What is being asked:
Once you find the line containing "of the dried", please retype it and every line after it to the end of the entries, exactly and with nothing added.
START Dataset content
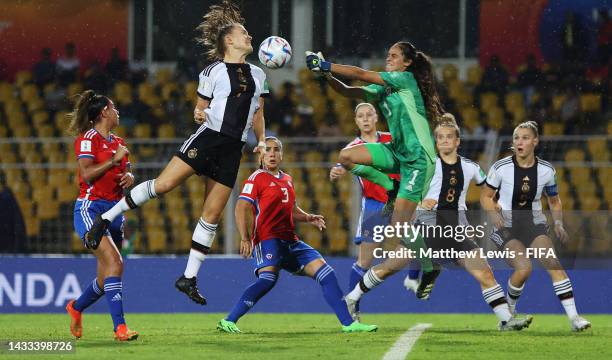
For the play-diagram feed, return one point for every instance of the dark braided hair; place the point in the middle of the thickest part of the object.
(86, 112)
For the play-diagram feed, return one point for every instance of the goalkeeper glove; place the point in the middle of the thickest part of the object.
(316, 62)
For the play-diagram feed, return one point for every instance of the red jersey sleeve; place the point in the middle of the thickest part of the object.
(84, 148)
(250, 190)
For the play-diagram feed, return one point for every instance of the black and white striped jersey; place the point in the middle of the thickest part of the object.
(234, 91)
(520, 189)
(449, 186)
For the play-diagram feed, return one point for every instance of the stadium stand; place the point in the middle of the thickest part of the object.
(38, 165)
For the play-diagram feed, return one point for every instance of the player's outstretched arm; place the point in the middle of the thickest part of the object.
(244, 222)
(316, 63)
(314, 219)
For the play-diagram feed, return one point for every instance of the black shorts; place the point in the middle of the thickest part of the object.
(524, 233)
(213, 154)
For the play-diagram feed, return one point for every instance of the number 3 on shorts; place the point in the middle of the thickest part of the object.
(415, 173)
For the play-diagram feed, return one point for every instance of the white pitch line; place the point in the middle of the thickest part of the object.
(404, 344)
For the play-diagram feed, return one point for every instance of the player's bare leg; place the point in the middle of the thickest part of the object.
(324, 274)
(216, 198)
(175, 173)
(267, 277)
(561, 284)
(522, 270)
(493, 293)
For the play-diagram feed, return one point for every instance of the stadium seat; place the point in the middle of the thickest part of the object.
(449, 73)
(552, 129)
(74, 89)
(474, 75)
(574, 155)
(47, 210)
(514, 100)
(22, 78)
(166, 131)
(598, 149)
(590, 102)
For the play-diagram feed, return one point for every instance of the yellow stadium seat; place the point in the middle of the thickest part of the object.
(47, 210)
(142, 131)
(590, 102)
(67, 193)
(163, 76)
(598, 149)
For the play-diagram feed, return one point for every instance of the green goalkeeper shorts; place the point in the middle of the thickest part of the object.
(415, 176)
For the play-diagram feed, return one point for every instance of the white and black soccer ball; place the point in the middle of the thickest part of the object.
(274, 52)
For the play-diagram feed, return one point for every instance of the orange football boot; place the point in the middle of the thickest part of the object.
(124, 334)
(76, 325)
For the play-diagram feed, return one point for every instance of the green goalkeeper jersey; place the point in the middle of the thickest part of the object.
(401, 103)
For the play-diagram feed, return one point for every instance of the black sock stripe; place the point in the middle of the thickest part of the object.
(495, 303)
(199, 247)
(362, 286)
(495, 289)
(130, 201)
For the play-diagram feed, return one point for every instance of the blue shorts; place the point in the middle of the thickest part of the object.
(370, 216)
(291, 256)
(85, 212)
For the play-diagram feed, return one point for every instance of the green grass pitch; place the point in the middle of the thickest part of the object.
(314, 336)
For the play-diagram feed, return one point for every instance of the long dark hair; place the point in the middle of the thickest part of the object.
(422, 68)
(86, 112)
(216, 24)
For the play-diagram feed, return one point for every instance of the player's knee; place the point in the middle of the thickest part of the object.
(162, 186)
(115, 266)
(345, 158)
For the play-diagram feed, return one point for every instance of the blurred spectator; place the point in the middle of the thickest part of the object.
(570, 108)
(68, 65)
(96, 79)
(573, 41)
(138, 71)
(116, 67)
(604, 36)
(330, 123)
(495, 77)
(12, 226)
(44, 70)
(286, 108)
(529, 78)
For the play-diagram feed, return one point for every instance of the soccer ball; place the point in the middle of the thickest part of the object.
(274, 52)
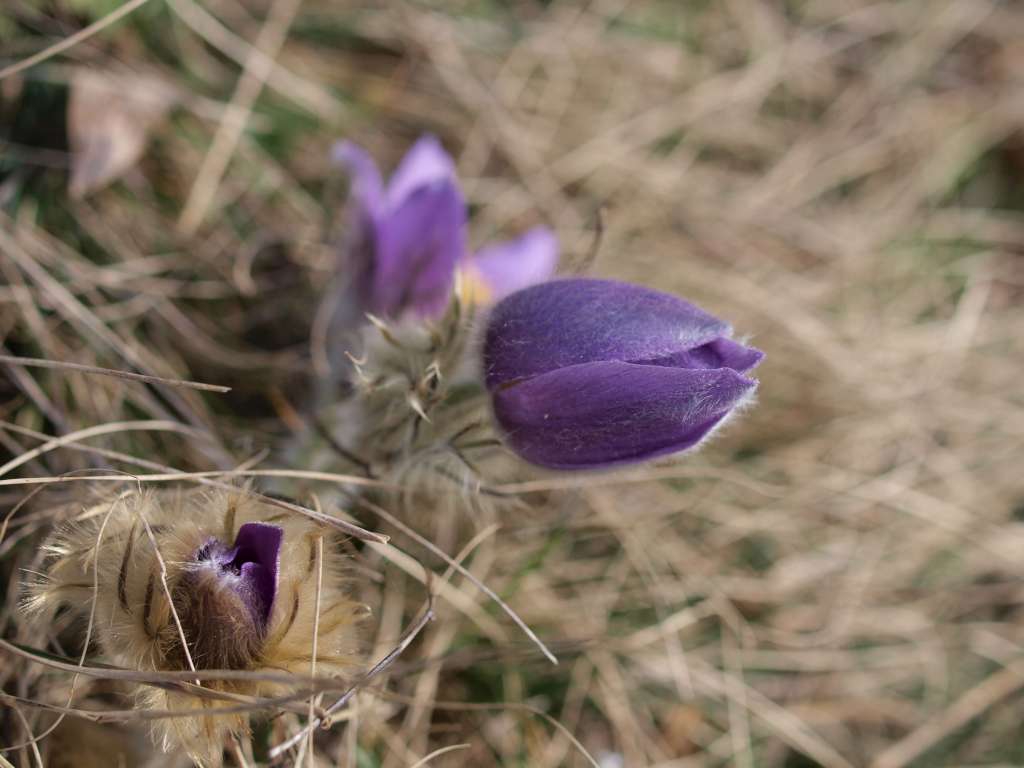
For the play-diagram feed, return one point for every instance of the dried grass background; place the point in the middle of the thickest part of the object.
(834, 582)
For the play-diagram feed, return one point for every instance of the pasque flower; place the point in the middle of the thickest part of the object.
(593, 373)
(408, 239)
(179, 580)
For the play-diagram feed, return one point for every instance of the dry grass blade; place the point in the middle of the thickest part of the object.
(58, 365)
(73, 40)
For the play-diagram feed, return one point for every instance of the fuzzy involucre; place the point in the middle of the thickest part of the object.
(117, 567)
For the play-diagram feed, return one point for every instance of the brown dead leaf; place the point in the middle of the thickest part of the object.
(110, 118)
END Dataset content
Solution:
For the play-diagram feed, return one point for every instance of the dried grass background; place the point in the middle of the thickest part of the object.
(834, 582)
For the play-diagram feed, return one point for every instance of the pasque flower; place the point in the middle of the thickest part of the object.
(593, 373)
(408, 239)
(179, 580)
For the play-diagram feed, return one point for every instance of the dry grass blade; place the point in the middle of the thickest part of the object.
(58, 365)
(73, 40)
For the play-diagram feed, return one point for every instance of the fuzzy involucre; place the point in the middle of the thickest part of the object.
(117, 567)
For the play-diagram feed, return one point for every instance of the brown dead leaf; place the point in the middle of the thickest part of the object.
(110, 118)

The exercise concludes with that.